Your task: In the earnings-call exchange about the CLX+ service, how many vessels does the CEO say were chartered for it?

Provided passage:

Steve O'Hara, Analyst
Hi, good afternoon. Thanks for taking my question.
Matt Cox, CEO
Hi, Steve.
Steve O'Hara, Analyst
Hi. Regarding CLX+, can you provide some insights? I understand you're committed to navigating through the peak season in October, and then you'll assess the situation. If you decide to move forward in October, how quickly can you adjust if things don't go as planned? Additionally, could you explain how this situation differs from the CLX2 that was previously in place years ago?
Matt Cox, CEO
Both are great questions. In response to the first part of your question, we have chartered six vessels for this service and have also leased additional equipment from traditional lessors. We have accelerated some capital spending on container purchases to facilitate a potential increase in our China service. This transition has been smooth. Our goal is to continue the CLX+ if our customers find value and book cargo consistently. Whether we can sustain it depends on the support of our customers and the market dynamics. We've leased these vessels for a relatively short duration, so if we decide to stop, unwinding the leases will be straightforward. Additionally, we can off-hire leased equipment, which means our capital expenditure is ahead of schedule but not excessive, as it's part of planned replacement spending. Our costs for exiting are minimal. Regarding CLX2, which some may not be familiar with, we attempted to establish a second service to South China years ago, but faced an economic downturn that reduced consumer demand. There are similarities and differences to consider now. Currently, we’re in our core market and have become a service leader in Shanghai, Ningbo, and Xiamen over the past 15 years. A considerable portion of freight on this service comes from displaced air freight, and recovery in air travel from Shanghai to the U.S. is not expected until 2024, which supports our outlook. The consolidation among international ocean carriers since CLX2 is significant, and these alliances have managed capacity effectively to meet market demand, helping to maintain high freight rates. The Shanghai International Freight Index recently achieved a 10-year high, indicating a stronger underlying market than when we had to withdraw CLX2. We are cautious but optimistic about the future and will assess the market as it develops.

Entries supplied:
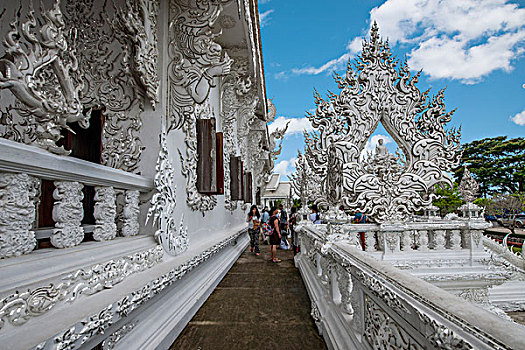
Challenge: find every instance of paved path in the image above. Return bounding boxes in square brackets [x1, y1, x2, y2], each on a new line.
[171, 239, 326, 350]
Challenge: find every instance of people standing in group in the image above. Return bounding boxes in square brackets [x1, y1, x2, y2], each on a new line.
[246, 205, 261, 255]
[288, 207, 299, 255]
[269, 207, 281, 263]
[261, 207, 272, 244]
[279, 204, 290, 250]
[308, 204, 322, 224]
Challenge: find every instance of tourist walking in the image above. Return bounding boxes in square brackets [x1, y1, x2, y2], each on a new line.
[270, 207, 281, 263]
[246, 205, 261, 255]
[279, 204, 290, 250]
[288, 207, 299, 255]
[261, 207, 272, 244]
[308, 204, 322, 224]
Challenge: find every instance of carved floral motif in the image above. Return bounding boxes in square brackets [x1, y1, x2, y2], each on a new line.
[306, 23, 461, 222]
[146, 126, 188, 255]
[93, 187, 117, 241]
[65, 0, 144, 171]
[0, 173, 40, 258]
[51, 181, 84, 248]
[0, 246, 163, 329]
[114, 0, 160, 108]
[0, 0, 89, 154]
[121, 190, 140, 237]
[35, 231, 246, 349]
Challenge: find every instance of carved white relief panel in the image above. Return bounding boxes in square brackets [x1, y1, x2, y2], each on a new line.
[306, 24, 461, 222]
[0, 0, 89, 154]
[121, 190, 140, 237]
[51, 181, 84, 248]
[93, 187, 117, 241]
[146, 125, 189, 255]
[0, 173, 40, 258]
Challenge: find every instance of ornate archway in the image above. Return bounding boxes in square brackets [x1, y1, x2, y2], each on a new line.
[306, 23, 461, 222]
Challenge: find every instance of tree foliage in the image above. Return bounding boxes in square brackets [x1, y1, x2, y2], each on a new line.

Finished exercise: Six vessels.